Excerpts from location labeling data:

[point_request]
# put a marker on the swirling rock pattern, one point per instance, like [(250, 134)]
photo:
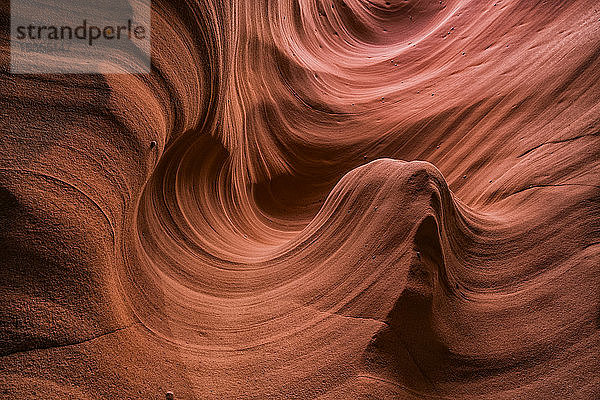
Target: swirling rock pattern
[(273, 245)]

Given instruction -> Reproduce every line of the records above, including the requests, and omit the pictures. In each answer, add -65 to every point coordinate.

Answer to the problem ->
[point_request]
# put a marker on the swirling rock pattern, one point per instance, like [(250, 134)]
photo:
Target: swirling rock pattern
[(208, 180)]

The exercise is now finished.